**EXERCISE GOAL:**
In the listing below, find every line that contains the string "engine" and copy each of those lines in full.

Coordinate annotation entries
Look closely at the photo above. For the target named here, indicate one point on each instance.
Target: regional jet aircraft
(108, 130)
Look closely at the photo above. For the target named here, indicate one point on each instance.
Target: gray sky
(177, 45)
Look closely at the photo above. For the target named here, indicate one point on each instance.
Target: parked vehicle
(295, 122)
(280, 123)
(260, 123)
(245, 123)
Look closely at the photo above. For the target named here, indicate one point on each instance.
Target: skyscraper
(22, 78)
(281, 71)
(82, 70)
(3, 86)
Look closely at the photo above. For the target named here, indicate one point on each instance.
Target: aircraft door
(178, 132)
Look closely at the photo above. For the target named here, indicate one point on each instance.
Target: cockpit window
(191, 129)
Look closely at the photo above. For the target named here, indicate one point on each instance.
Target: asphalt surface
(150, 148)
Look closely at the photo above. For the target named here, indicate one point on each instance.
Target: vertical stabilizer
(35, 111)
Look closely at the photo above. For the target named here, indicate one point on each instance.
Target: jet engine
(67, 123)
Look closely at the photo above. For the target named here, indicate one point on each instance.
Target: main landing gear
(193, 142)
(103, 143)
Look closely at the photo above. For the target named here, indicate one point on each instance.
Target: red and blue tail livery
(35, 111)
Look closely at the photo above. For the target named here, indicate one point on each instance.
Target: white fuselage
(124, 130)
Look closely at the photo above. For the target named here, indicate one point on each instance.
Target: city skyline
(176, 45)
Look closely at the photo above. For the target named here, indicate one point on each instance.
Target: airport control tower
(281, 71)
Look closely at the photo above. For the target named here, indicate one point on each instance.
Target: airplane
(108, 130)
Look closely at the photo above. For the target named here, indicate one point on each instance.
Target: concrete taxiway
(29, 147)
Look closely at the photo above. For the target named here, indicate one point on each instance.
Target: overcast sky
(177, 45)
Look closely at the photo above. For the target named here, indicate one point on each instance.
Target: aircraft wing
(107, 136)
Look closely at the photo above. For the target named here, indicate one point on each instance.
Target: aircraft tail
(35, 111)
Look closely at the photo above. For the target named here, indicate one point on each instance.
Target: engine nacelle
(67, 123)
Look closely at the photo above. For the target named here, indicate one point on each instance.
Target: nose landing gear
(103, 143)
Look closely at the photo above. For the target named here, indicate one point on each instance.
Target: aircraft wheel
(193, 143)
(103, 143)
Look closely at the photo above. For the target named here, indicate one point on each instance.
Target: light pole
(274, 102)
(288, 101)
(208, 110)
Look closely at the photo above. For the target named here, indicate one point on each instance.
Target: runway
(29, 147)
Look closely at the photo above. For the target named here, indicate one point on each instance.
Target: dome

**FULL ANSWER:**
Target: jet engine
Target: engine nacelle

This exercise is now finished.